Set problem A:
Decide whether each statement agrees with the excerpt on green mortgages: (i) green mortgages date back to 1980; (ii) more than 1% of all home loans are EEMs; (iii) the ARRA incentives required a HERS inspection. For each, answer yes or no and quote the words of the excerpt that settle it.

Excerpt provided:
By Guest Author | January 3, 2013

On paper it makes perfect sense. Recognizing that an energy-efficient house will have lower operating costs every month, your mortgage broker allows you to borrow more money than you would normally qualify for. Put another way, by decreasing your home’s energy use you can increase your borrowing power. These energy-saving improvements might include anything from buying ENERGY STAR® appliances to installing a super-efficient furnace, upgrading attic insulation, or having replacement windows or solar panels installed.

© Sergey Nivens -

© Sergey Nivens -

So-called “green” mortgages –also known as energy-efficient mortgages or EEMs—aren’t new. In fact, they date back to 1980, when President Carter presided over the energy crisis spawned by the Arab oil embargo. Back then, the range of energy-saving home improvements wasn’t very broad. Today, the technology associated with energy efficiency has advanced in leaps and bounds. In fact, it’s been a growth area in the otherwise slumping housing sector. The products and techniques associated with energy efficiency are truly impressive.

Let’s look at just a few examples: a new heat pump water heater developed by General Electric that’s over 60% more efficient than a standard electric resistance water heater; asphalt roof shingles designed to reduce cooling costs, new “direct-exchange” geothermal heat pumps that provide whole-house heating and cooling at a 50%-70% savings over other HVAC systems, and roof shingles that generate electricity from sunlight using “thin-film” photovoltaic technology.

Technically, any bank insured through the FDIC can issue EEMs, so a homeowner anywhere in the U.S. should be able to get a green mortgage. But according to research done by the New York Times, less than 1% of all home loans are EEMs. So what’s up with this? Why haven’t more homeowners taken advantage of this program to make homes more environmentally friendly and less costly to own?

What caused green mortgages to wither on the vine?

The fact that mortgage interest is tax-deductible makes an EEM much more attractive for financing energy-saving upgrades than using a credit card, cash or bank loan to pay for these improvements. Yet very few of these green mortgages are being made. Here are the main reasons why green mortgages haven’t become as popular or prevalent as one might expect:

  • More paperwork. For starters, it takes more time and more paperwork to secure a green mortgage. For an existing home, the benefits of proposed energy-saving upgrades must be verified by a certified home energy rater. A Home Energy Rating System (HERS) report is prepared to establish the existing home energy profile and recommend upgrades that will yield estimated energy savings. The cost of the report is typically folded into the mortgage. Unfortunately, HERS raters are in short supply in some areas, and the extra time and paperwork required for this preliminary step have turned out to be impediments to homeowners and bankers alike.
  • More-attractive incentives. The American Recovery and Reinvestment Act of 2009 (aka “Stimulus Bill”) included a wide range of rebates and tax incentives for energy-saving upgrades –the same improvements that factor in a green mortgage. But the ARRA incentives were more accessible, requiring less paperwork and no HERS inspection. ARRA upgrades also got plenty of press coverage, along with big marketing exposure from appliance dealers and contractors advertising their goods and services. In short, the squeakier wheel got the grease.

Set problem B:
Rewrite the records from the line containing "trunk in the photo above." through the end of the records, inclusive, replacing "pick planner" with "grasp planner" and leaving everything else unchanged.

Object position labeling entries:
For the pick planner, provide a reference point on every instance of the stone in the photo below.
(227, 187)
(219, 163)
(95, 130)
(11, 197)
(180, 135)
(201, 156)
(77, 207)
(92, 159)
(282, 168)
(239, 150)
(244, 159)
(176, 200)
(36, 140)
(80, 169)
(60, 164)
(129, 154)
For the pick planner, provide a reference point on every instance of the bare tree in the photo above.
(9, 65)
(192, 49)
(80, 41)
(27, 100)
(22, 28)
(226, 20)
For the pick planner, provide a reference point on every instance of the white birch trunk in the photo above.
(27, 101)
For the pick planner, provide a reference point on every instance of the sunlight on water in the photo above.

Right answer A:
(i) Yes: "they date back to 1980"
(ii) No: "less than 1% of all home loans are EEMs"
(iii) No: "requiring less paperwork and no HERS inspection"

Right answer B:
For the grasp planner, provide a reference point on every instance of the white birch trunk in the photo above.
(27, 101)
For the grasp planner, provide a reference point on every instance of the sunlight on water in the photo above.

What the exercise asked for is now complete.